Text:
The root cause of the dissatisfaction is capitalism. This is the truth that no one dare speak.

While the Q Society is on its anti-Muslim bent – aided, abetted and fuelled by Malcom Turnbull’s offshore concentration camps - it is silent on the abuse of children by the Catholic Church - the cover ups and the failure of the State to protect these children or to even believe them.

The Turnbull Government, rather than making any comment on the Catholic Church’s systemic abuse of children, decided to attack Shorten as a working class traitor. Of course he is, since trade union representatives retail to the bosses the price of workers’ labour power. That means that some union leaders and Labor politicians do want to join the ruling class, eventually. But their role as trade union bureaucrats, or Labor politicians, means they are well rewarded managers of capitalism.

The obverse of this is that Turnbull is a full member of the ruling class; the apocryphal "self-made man", who has ended up with $200 million through exploiting workers and "buying short" and "selling long" — that is, shifting wealth that workers create from other sections of capital into his hands, much like Donald Trump did and does. Some of this comes via the Cayman Islands. Turnbull rules openly for the exploiters.

The other point of the Turnbull "strategy" was talking about reliable energy (that is, in his fantasy, from coal) and lies about clean coal. At the very time Australia is suffering from a prolonged climate change heatwave - and with the certainty they will get worse in years to come - Treasurer Scott Morrison was brandishing a lump of coal in Parliament as the saviour of humanity.

'Whom the gods would destroy, they first make mad', wrote Henry Wadsworth Longfellow 141 years ago. Unfortunately, the madmen and women are taking the rest of us down with them.

Climate change is an existential threat to life on earth. Through government inaction we, in Australia, are deliberately ill-equipped to do anything to ameliorate its impact let alone stop or slow down its major contributor, fossil fuel use.

Task directions: Reproduce everything in the passage on capitalism from "While the Q" down to "managers of capitalism.", word for word.

Data records:
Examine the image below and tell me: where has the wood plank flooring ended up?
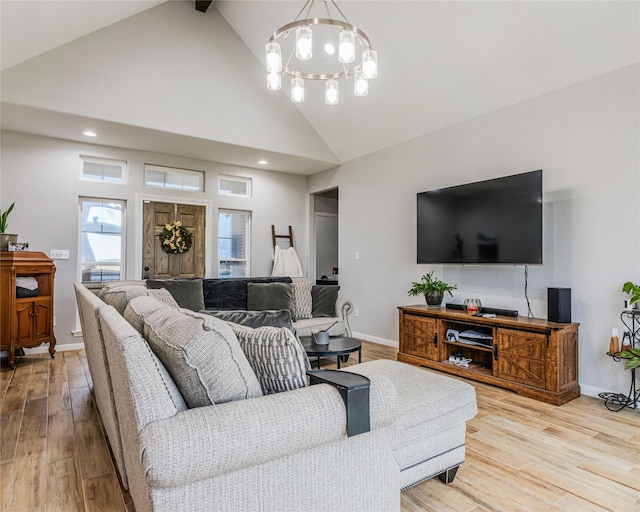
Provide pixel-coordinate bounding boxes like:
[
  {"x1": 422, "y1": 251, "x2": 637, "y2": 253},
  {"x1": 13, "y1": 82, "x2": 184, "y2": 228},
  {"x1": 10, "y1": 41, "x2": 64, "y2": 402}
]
[{"x1": 0, "y1": 342, "x2": 640, "y2": 512}]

Written answer:
While the Q Society is on its anti-Muslim bent – aided, abetted and fuelled by Malcom Turnbull’s offshore concentration camps - it is silent on the abuse of children by the Catholic Church - the cover ups and the failure of the State to protect these children or to even believe them.

The Turnbull Government, rather than making any comment on the Catholic Church’s systemic abuse of children, decided to attack Shorten as a working class traitor. Of course he is, since trade union representatives retail to the bosses the price of workers’ labour power. That means that some union leaders and Labor politicians do want to join the ruling class, eventually. But their role as trade union bureaucrats, or Labor politicians, means they are well rewarded managers of capitalism.